TASK: In the copy you make, include no pictures, and transcribe every record exactly.

LISTED ENTRIES:
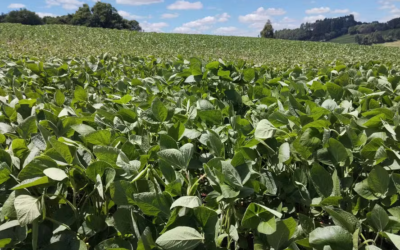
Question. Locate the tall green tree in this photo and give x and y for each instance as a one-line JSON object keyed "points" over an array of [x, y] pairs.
{"points": [[268, 31], [83, 16], [23, 16]]}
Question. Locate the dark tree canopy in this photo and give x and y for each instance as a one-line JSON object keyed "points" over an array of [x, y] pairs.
{"points": [[321, 30], [330, 28], [23, 16], [102, 15], [268, 30]]}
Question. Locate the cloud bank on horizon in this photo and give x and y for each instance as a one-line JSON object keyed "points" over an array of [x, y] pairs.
{"points": [[221, 17]]}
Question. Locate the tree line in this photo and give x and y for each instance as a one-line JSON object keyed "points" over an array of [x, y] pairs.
{"points": [[102, 15], [330, 28]]}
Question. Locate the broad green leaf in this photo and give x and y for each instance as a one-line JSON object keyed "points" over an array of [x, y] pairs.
{"points": [[114, 244], [99, 137], [255, 213], [55, 174], [176, 131], [215, 144], [80, 94], [167, 142], [27, 208], [338, 151], [395, 239], [96, 168], [364, 190], [146, 240], [4, 172], [284, 152], [27, 127], [63, 149], [344, 219], [5, 242], [378, 218], [187, 201], [322, 180], [213, 117], [378, 180], [59, 97], [187, 151], [124, 100], [334, 90], [153, 204], [83, 129], [107, 154], [249, 74], [334, 236], [159, 111], [180, 238], [284, 231], [173, 157], [32, 182], [36, 167], [264, 130]]}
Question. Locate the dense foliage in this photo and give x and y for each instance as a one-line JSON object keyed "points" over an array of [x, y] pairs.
{"points": [[378, 37], [22, 16], [330, 28], [45, 41], [101, 15], [268, 30], [321, 30], [123, 152]]}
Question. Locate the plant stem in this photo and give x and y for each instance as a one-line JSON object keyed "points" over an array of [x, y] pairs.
{"points": [[197, 182]]}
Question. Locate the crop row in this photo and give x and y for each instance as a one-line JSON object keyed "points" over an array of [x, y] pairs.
{"points": [[140, 153]]}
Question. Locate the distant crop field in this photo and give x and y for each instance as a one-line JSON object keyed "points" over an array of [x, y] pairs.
{"points": [[346, 39], [392, 44], [70, 41], [141, 141]]}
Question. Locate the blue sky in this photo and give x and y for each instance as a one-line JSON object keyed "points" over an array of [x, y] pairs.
{"points": [[222, 17]]}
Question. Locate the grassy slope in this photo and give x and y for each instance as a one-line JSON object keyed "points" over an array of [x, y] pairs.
{"points": [[67, 41], [345, 39], [348, 39], [392, 44]]}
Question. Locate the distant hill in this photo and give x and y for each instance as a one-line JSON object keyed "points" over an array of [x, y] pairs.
{"points": [[344, 30]]}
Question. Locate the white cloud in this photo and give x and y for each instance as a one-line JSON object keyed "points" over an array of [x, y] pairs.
{"points": [[66, 4], [395, 11], [313, 19], [261, 15], [201, 22], [43, 14], [209, 20], [225, 30], [185, 5], [129, 16], [223, 17], [258, 18], [153, 27], [233, 31], [169, 15], [318, 10], [340, 11], [139, 2], [16, 6], [206, 23], [186, 30]]}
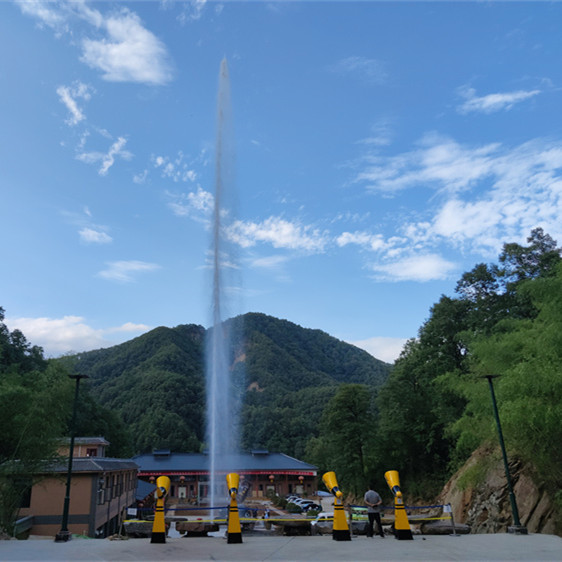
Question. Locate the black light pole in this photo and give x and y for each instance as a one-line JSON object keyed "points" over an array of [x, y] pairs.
{"points": [[516, 528], [64, 534]]}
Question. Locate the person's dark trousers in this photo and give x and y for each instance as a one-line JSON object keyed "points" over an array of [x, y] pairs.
{"points": [[372, 518]]}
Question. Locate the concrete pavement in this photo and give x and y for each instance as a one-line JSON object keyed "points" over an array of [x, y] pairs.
{"points": [[504, 547]]}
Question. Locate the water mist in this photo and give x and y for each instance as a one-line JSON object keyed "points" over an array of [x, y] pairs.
{"points": [[222, 423]]}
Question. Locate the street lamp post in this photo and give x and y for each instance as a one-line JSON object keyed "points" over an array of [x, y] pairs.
{"points": [[64, 534], [516, 528]]}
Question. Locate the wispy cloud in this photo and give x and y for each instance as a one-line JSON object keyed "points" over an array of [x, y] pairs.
{"points": [[485, 195], [128, 53], [491, 103], [364, 239], [422, 268], [122, 49], [177, 169], [193, 11], [198, 204], [69, 96], [107, 159], [280, 233], [71, 333], [370, 70], [92, 236], [126, 271]]}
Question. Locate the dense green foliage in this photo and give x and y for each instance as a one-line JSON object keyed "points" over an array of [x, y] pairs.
{"points": [[435, 409], [311, 396], [284, 374]]}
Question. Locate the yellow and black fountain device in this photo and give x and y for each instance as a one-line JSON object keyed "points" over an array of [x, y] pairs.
{"points": [[159, 526], [340, 530], [402, 529], [233, 529]]}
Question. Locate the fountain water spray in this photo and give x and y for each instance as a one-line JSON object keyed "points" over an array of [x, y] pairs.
{"points": [[221, 403]]}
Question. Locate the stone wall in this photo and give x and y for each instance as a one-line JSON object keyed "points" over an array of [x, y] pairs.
{"points": [[479, 496]]}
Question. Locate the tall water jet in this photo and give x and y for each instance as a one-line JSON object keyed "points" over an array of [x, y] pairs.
{"points": [[221, 404]]}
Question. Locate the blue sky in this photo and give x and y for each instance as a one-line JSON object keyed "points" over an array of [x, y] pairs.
{"points": [[382, 149]]}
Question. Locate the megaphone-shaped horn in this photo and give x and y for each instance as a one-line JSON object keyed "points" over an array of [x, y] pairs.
{"points": [[232, 481], [393, 482], [162, 486], [331, 483]]}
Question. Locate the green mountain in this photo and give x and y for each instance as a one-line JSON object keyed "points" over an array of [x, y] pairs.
{"points": [[283, 373]]}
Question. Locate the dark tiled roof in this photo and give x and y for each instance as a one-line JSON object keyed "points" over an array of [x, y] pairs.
{"points": [[197, 462], [87, 440], [144, 489], [94, 464]]}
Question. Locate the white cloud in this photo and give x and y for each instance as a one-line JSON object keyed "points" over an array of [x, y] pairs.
{"points": [[492, 102], [126, 271], [197, 204], [486, 195], [176, 169], [269, 262], [370, 241], [439, 162], [107, 159], [123, 49], [140, 177], [420, 268], [278, 232], [192, 11], [385, 349], [70, 333], [69, 95], [129, 53], [91, 236], [372, 70], [47, 13]]}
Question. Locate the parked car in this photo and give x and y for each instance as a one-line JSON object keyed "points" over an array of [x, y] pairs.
{"points": [[323, 524]]}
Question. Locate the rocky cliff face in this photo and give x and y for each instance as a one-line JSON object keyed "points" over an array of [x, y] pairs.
{"points": [[479, 496]]}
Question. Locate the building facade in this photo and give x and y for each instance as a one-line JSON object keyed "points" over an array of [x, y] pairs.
{"points": [[101, 490], [261, 473]]}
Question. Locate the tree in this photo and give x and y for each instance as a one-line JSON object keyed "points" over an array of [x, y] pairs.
{"points": [[346, 436], [34, 394], [527, 353]]}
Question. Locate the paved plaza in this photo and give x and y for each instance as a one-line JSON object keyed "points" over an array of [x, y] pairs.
{"points": [[505, 547]]}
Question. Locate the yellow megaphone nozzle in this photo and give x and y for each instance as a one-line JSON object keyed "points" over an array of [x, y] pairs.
{"points": [[232, 481]]}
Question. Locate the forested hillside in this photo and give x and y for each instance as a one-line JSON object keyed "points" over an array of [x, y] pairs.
{"points": [[284, 374], [322, 400], [506, 319]]}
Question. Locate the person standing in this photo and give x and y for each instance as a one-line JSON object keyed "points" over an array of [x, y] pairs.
{"points": [[374, 505]]}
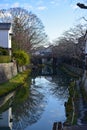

TASK OUTPUT:
Question. Locate the tall green tree in this photo and give x and y for each instance as a one-line JSON object keyed "points" over an array of [x, y] pairs.
{"points": [[268, 31], [83, 16], [23, 16]]}
Question. Locate the dark tree canopy in this photo and give x and y for each instance as a one-line JSON object keyed "points" over an array of [x, y] pairs.
{"points": [[321, 30], [330, 28], [23, 16], [102, 15], [268, 30]]}
Question. Locate the cloud bank on horizon in this photo and give x and y for each instance as a one-line JSON object keyed "points" over an array of [x, y] pairs.
{"points": [[221, 17]]}
Question. Locate the tree line in this photo and give x and y for each instance as a one-line JSON object keyed "points" over an array of [x, y] pairs.
{"points": [[102, 15], [330, 28]]}
Question. Locate the broad green leaf in this photo and give x and y for each instance as a one-line JSON object keyed "points" over an array of [x, y] pairs.
{"points": [[114, 244], [99, 137], [255, 213], [55, 174], [176, 131], [215, 144], [80, 94], [167, 142], [27, 208], [338, 151], [395, 239], [96, 168], [364, 190], [146, 240], [4, 172], [284, 152], [27, 127], [63, 149], [344, 219], [5, 242], [378, 218], [187, 201], [322, 180], [213, 117], [378, 180], [59, 97], [187, 151], [124, 100], [334, 90], [153, 204], [83, 129], [107, 154], [249, 74], [334, 236], [159, 111], [180, 238], [284, 231], [173, 157], [32, 182], [36, 167], [264, 130]]}
Question. Locate the dense foliage in this photo and give x and y for each instance as a one-line JSON object keyed "points" over an array of [x, y] pairs.
{"points": [[378, 37], [22, 16], [330, 28], [45, 41], [101, 15], [268, 30], [321, 30], [123, 152]]}
Question. Locate the plant stem in this photo and give x and y for each instance as a one-line JSON object keyed "points" over an array of [x, y] pairs.
{"points": [[197, 182]]}
Question. Locate the crop row in this photo and give x and y for each instance as a one-line JSON object keyed "points" over an array of [x, y] pairs.
{"points": [[140, 153]]}
Question. Locate the distant crop field in this photo and give x and y for each instance as a one-line JSON object keyed "points" over an array of [x, y] pairs.
{"points": [[346, 39], [392, 44], [70, 41], [141, 141]]}
Question. Locate the blue sky in this photo and give x and y for each instance as a one-line JSON object keyed "points" over an array of [x, y] pairs.
{"points": [[222, 17]]}
Question. Locate the grassy slope in this photo and give x and y for each instance as a one-line JSON object keyed "points" over an array of [x, y] pairs.
{"points": [[67, 41], [345, 39], [348, 39], [392, 44]]}
Question. Locate the distant hill in this photo and give x and y for each instance as a one-line JSON object keyed "points" over an array of [x, y] pairs.
{"points": [[344, 30]]}
Question. Locate the white cloud in this photo and give x and y for each instance as a one-line JSON object keyed "points" over an array of [x, y] pairs.
{"points": [[66, 4], [395, 11], [313, 19], [261, 15], [201, 22], [43, 14], [209, 20], [225, 30], [185, 5], [129, 16], [223, 17], [258, 18], [153, 27], [233, 31], [169, 15], [318, 10], [340, 11], [139, 2], [16, 6], [206, 23], [186, 30]]}
Question. Locate the black light pole in this photo and give x and y for each instance as a one-line JSON object keyed "points" over an array of [x, y] pairs.
{"points": [[516, 528], [64, 534]]}
Question. Locate the person's dark trousers in this photo and give x and y for each instance as a one-line JSON object keyed "points" over an array of [x, y] pairs.
{"points": [[372, 518]]}
Question. Locate the concrete pavement in this photo and give x and y for each instance as a one-line JSON object keyed "points" over an array of [x, y] pairs.
{"points": [[504, 547]]}
Question. Locate the water mist in this photo and give x and y for each instance as a one-line JSON object keyed "points" over an array of [x, y] pairs.
{"points": [[222, 423]]}
Question. Locate the street lamp post in this photo and give x and y for each instance as a one-line JSON object keyed "points" over an array of [x, y] pairs.
{"points": [[64, 534], [516, 528]]}
Question. Locate the wispy cloud in this photo and give x and y for each instance as a one-line JSON object keyed "points" over an array of [x, y] pairs.
{"points": [[485, 195], [128, 53], [491, 103], [364, 239], [422, 268], [122, 49], [177, 169], [193, 11], [198, 204], [69, 96], [107, 159], [280, 233], [71, 333], [370, 70], [92, 236], [126, 271]]}
Question. Locate the dense green foliage in this photo and give x and y for each instance as a one-line JSON object keyed "points" over an array of [x, y] pairs.
{"points": [[435, 409], [311, 396], [284, 374]]}
Question. Locate the yellow and black fountain device in this photo and give x and y for each instance as a one-line JSON object keyed "points" over an array of [x, y] pairs.
{"points": [[159, 526], [340, 530], [402, 529], [233, 529]]}
Question. Locate the fountain water spray in this photo and give x and y for each instance as a one-line JSON object keyed "points" over an array of [x, y] pairs.
{"points": [[221, 403]]}
Question. Locate the stone wall in this photo and give x and y for each instance as a one-line JSON object keyed "points" over an array of [x, y] pairs.
{"points": [[479, 496]]}
Question. Locate the tall water jet in this photo and give x and y for each instance as a one-line JSON object keyed "points" over an array of [x, y] pairs.
{"points": [[221, 404]]}
Question. Locate the blue sky in this photo and give x and y for each instance as a one-line JSON object keyed "points" over an array of [x, y] pairs.
{"points": [[382, 149]]}
Question. Locate the megaphone-shaped horn in this photo and give x and y for each instance as a one-line JSON object keyed "points" over an array of [x, y] pairs.
{"points": [[232, 481], [393, 482], [162, 486], [331, 483]]}
Question. Locate the green mountain in this photo and give x and y for each instance as a one-line JSON object keyed "points" over an array of [x, y] pairs.
{"points": [[283, 373]]}
Question. Locate the dark tiled roof in this photo and give x and y for each instance as a one-line JSON object keyed "points" over an array of [x, y] pairs.
{"points": [[197, 462], [87, 440], [144, 489], [94, 464]]}
Question. Locate the white cloud in this photo and give x and y for each instance as a one-line JSON object keyed "points" over an array of [x, y] pairs.
{"points": [[492, 102], [126, 271], [197, 204], [486, 195], [176, 169], [269, 262], [370, 241], [439, 162], [107, 159], [123, 49], [140, 177], [420, 268], [278, 232], [192, 11], [385, 349], [70, 333], [69, 95], [129, 53], [91, 236], [372, 70], [47, 13]]}
Question. Locate the parked car in this photo and give x and y for each instance as a one-line JSON object keyed "points" over an array of [x, y] pairs.
{"points": [[323, 524]]}
Question. Locate the rocky cliff face in this photo and give x and y for each instance as a one-line JSON object keyed "points" over an array of [x, y] pairs.
{"points": [[479, 496]]}
Question. Locate the building facade in this photo and give x and y for each instance as a one-line JSON object keyed "points" over an array of [x, y] pairs.
{"points": [[101, 490], [261, 473]]}
Question. Locate the tree in this photo and give x and y for each instance as a one-line JSON object keyed "points" over an array of [x, y] pairs.
{"points": [[346, 436], [34, 394], [527, 353]]}
Question. Locate the paved plaza in this photo and give x and y for each instance as a one-line JSON object keyed "points" over an array of [x, y] pairs.
{"points": [[505, 547]]}
Question. Locate the yellow megaphone nozzle in this photo and give x and y for each instance as a one-line JSON object keyed "points" over an array of [x, y] pairs.
{"points": [[232, 481]]}
Question. Locate the forested hillside in this photo and give x and y for each instance as a one-line JSON object keyed "points" over an array of [x, y] pairs.
{"points": [[284, 374], [322, 400], [506, 319]]}
Question. Locate the person standing in this photo and give x and y for each instance as a one-line JSON object keyed "points" over an array of [x, y] pairs.
{"points": [[374, 505]]}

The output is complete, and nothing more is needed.